-- Instructions for the task --
From the records below, reproduce word for word every line from the line with "Isolate golf push" to the line with "Isolate leaf blade", including both of those lines.

-- Input material --
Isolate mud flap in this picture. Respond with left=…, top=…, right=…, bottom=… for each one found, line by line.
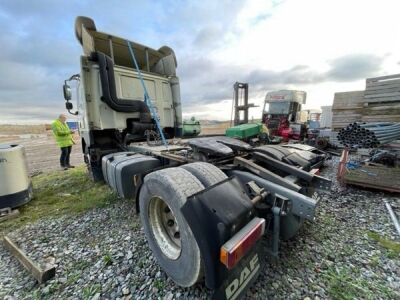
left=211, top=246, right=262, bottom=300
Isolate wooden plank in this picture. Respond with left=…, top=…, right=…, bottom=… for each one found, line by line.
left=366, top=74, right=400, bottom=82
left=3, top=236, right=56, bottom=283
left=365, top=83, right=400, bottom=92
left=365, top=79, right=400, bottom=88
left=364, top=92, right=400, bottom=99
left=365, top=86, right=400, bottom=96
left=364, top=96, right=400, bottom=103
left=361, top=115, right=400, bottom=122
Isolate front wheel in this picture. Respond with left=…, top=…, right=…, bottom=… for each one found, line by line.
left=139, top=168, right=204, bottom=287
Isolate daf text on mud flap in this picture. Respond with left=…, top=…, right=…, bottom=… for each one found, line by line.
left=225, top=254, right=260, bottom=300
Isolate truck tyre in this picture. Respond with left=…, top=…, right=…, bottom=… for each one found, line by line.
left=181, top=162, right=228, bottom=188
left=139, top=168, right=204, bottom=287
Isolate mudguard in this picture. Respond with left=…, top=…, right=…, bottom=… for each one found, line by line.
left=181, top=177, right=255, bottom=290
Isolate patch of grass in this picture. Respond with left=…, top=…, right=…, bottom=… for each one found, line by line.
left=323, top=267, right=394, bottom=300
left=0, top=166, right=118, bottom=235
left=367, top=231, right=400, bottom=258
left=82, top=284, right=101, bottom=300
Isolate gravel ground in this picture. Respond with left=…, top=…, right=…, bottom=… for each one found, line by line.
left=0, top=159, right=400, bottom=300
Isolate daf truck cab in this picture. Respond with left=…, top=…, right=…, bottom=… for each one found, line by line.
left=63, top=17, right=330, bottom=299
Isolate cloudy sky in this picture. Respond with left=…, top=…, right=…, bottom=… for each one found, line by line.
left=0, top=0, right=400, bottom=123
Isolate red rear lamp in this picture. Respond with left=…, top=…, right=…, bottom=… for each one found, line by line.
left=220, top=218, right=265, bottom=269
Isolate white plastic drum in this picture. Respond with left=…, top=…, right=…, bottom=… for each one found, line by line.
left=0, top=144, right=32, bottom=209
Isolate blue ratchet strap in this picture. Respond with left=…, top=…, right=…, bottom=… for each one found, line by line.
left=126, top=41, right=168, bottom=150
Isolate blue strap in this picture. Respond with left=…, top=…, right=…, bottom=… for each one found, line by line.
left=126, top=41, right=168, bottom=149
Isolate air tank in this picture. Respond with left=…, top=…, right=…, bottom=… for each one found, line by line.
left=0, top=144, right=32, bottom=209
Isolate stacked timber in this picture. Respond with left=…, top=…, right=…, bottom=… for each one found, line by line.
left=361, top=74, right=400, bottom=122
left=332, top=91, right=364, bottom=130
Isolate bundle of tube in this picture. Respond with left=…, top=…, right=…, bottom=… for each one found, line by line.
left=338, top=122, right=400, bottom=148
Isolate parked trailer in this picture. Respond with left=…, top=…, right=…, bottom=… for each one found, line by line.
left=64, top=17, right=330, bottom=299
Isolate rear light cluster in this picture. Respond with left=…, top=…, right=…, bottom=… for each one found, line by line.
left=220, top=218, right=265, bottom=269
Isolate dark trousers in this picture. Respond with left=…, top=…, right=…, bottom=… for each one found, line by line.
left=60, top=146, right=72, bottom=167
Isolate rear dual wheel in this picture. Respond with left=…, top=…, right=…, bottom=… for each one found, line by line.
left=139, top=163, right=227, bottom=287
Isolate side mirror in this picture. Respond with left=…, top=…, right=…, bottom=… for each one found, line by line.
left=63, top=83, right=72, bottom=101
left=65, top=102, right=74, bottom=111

* * *

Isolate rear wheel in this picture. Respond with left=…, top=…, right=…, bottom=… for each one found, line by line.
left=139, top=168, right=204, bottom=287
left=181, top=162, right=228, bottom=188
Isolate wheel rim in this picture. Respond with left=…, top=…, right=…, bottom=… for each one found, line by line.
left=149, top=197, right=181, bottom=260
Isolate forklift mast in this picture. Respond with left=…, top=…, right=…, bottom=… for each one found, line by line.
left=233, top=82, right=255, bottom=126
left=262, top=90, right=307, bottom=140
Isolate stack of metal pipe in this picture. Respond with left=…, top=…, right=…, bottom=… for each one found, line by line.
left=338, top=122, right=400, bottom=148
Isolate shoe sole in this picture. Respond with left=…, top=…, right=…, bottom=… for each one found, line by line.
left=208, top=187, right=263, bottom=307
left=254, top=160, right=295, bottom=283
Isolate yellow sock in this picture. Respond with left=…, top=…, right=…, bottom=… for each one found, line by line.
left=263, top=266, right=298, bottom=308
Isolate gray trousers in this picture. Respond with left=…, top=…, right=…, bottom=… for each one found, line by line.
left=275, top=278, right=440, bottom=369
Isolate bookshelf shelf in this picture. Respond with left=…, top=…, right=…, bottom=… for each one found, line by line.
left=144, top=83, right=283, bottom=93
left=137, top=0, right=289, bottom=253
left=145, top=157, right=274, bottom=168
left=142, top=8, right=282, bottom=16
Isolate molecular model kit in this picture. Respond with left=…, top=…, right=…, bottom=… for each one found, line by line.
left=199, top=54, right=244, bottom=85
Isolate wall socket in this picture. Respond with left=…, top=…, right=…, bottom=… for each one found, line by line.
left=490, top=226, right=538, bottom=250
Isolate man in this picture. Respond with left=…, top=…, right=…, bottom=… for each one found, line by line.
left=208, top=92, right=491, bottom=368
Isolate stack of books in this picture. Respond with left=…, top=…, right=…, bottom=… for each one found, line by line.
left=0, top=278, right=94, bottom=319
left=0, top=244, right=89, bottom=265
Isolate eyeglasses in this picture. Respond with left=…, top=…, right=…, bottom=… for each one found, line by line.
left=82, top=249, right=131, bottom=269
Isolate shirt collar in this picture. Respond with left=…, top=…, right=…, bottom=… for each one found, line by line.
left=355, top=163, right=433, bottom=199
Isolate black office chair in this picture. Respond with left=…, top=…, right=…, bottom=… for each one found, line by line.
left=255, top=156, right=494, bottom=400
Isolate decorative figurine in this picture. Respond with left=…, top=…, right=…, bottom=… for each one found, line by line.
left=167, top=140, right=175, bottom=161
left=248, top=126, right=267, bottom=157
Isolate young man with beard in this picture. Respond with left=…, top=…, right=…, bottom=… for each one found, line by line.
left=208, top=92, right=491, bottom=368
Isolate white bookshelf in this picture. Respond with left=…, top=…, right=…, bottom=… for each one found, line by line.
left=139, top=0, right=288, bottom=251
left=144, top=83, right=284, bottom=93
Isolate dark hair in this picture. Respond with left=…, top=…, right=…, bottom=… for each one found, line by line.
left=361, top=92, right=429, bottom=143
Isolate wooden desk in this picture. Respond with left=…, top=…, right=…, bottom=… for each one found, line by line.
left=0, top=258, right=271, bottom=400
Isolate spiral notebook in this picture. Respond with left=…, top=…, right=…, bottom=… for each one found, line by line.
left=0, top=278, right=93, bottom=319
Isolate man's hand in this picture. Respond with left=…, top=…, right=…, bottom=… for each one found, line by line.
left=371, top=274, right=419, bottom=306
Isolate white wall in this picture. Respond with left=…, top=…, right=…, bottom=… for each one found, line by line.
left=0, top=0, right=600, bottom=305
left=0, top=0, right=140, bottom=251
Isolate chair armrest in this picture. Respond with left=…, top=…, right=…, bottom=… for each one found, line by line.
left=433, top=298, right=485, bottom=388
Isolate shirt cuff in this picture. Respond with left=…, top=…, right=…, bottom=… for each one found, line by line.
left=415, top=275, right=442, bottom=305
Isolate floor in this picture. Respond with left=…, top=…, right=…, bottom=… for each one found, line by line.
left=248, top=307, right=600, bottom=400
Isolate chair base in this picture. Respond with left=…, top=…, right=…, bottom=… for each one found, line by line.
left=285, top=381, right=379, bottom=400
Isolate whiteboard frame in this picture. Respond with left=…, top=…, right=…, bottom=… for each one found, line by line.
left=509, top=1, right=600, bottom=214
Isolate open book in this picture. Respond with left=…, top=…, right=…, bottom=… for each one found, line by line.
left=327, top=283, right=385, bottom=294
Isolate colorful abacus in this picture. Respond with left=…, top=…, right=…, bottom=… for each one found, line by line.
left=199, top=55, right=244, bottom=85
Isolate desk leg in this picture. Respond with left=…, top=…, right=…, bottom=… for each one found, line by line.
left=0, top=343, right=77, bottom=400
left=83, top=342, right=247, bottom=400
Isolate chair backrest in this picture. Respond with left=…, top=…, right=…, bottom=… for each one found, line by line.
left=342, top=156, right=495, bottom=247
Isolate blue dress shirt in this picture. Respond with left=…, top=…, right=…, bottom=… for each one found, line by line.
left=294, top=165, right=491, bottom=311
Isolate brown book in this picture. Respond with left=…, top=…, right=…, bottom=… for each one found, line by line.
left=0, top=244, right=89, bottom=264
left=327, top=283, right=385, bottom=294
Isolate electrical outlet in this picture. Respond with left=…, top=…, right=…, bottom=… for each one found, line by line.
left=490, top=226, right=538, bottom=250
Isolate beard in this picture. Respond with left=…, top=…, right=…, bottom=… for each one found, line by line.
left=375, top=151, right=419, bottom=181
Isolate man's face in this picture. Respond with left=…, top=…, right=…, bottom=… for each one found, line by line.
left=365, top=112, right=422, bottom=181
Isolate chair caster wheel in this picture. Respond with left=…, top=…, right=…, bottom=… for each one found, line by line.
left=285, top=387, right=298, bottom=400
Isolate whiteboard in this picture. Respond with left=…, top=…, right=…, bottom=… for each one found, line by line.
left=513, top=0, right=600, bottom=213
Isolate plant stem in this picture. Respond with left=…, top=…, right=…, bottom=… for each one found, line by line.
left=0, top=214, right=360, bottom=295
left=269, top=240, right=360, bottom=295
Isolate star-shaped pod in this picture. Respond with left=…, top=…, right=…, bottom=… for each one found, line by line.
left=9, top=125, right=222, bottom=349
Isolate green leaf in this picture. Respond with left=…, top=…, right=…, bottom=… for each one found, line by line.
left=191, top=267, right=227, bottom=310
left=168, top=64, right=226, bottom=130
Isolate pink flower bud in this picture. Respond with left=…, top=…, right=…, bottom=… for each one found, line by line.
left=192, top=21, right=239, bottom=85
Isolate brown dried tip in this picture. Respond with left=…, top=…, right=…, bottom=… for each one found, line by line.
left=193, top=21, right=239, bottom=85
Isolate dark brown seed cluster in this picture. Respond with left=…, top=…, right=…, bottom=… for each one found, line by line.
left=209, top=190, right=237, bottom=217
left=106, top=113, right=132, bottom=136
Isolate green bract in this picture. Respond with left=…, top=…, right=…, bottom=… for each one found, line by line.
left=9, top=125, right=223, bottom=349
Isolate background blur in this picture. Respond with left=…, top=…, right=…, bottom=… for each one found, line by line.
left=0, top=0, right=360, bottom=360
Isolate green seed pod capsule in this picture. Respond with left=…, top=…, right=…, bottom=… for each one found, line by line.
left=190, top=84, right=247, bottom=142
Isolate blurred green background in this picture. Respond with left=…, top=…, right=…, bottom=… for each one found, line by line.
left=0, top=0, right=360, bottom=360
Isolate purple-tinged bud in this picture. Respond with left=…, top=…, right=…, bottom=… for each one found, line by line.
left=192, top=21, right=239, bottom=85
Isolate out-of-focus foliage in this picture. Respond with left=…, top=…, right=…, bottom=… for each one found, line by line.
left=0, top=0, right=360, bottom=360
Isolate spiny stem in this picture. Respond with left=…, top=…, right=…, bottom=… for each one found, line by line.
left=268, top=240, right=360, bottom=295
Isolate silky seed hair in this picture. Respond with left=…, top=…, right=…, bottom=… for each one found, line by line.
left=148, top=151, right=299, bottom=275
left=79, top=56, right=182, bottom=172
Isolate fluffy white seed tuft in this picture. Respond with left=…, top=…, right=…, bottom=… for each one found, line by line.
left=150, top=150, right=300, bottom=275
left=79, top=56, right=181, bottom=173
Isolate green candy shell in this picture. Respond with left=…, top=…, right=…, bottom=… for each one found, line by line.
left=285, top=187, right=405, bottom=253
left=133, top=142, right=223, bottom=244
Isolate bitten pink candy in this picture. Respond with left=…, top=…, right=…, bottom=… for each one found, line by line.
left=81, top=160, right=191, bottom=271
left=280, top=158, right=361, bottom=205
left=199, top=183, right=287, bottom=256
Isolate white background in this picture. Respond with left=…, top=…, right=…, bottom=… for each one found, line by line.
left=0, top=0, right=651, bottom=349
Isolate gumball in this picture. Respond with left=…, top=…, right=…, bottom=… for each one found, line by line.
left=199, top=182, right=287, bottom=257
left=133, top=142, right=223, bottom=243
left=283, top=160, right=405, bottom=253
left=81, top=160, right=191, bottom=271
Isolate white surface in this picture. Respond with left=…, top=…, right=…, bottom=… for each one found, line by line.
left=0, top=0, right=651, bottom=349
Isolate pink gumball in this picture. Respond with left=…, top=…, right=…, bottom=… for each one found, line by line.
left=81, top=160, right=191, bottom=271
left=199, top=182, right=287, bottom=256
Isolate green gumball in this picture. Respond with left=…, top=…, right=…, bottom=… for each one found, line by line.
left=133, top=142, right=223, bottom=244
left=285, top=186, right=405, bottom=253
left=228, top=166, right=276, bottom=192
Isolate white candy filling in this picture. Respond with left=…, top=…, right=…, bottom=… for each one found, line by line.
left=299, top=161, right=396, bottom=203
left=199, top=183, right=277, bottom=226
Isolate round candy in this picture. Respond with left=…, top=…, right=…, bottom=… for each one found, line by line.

==

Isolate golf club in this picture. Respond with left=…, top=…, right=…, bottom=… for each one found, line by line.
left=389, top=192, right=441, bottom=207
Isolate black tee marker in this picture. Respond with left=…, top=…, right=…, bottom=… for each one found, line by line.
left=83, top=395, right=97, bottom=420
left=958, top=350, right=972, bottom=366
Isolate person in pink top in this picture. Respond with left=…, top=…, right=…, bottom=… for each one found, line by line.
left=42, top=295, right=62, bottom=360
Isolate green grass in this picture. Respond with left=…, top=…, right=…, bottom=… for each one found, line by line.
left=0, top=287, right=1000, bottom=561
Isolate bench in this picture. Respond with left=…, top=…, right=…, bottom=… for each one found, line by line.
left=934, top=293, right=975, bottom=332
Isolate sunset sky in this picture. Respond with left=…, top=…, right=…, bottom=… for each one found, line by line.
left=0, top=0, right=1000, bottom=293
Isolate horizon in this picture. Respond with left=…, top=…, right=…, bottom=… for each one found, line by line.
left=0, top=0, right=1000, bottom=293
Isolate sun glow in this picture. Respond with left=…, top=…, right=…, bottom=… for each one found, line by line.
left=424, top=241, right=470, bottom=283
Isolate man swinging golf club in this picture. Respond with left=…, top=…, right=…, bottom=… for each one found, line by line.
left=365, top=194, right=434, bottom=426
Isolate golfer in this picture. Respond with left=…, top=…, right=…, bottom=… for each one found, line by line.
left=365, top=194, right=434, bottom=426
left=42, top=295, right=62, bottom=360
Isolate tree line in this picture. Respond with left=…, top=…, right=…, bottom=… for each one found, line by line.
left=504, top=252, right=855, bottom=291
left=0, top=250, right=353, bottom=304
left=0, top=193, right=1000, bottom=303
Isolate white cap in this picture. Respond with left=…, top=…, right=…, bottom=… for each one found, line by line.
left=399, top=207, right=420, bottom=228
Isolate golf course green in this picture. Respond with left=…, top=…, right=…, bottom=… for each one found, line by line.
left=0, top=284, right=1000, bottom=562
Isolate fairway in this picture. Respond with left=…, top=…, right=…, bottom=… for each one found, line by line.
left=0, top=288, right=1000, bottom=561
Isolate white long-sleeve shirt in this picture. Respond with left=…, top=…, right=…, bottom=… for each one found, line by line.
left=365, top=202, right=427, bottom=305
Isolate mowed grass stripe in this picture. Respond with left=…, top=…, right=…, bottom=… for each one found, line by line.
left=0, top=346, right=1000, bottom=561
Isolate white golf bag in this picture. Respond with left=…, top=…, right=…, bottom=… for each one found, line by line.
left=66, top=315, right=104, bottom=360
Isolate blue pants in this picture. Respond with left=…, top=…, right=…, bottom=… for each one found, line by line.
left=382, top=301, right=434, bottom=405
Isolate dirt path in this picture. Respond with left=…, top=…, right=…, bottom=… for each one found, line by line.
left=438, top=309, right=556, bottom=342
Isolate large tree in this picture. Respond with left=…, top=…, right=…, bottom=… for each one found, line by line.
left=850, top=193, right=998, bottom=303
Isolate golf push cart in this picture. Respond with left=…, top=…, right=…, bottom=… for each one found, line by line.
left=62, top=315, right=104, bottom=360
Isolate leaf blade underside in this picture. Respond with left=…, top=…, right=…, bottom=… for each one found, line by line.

-- Complete answer --
Isolate golf push cart in this picture. Respond with left=…, top=…, right=…, bottom=… for each one found, line by line.
left=62, top=315, right=104, bottom=360
Isolate leaf blade underside in this picture. Respond with left=…, top=…, right=…, bottom=… for each one found, line by line.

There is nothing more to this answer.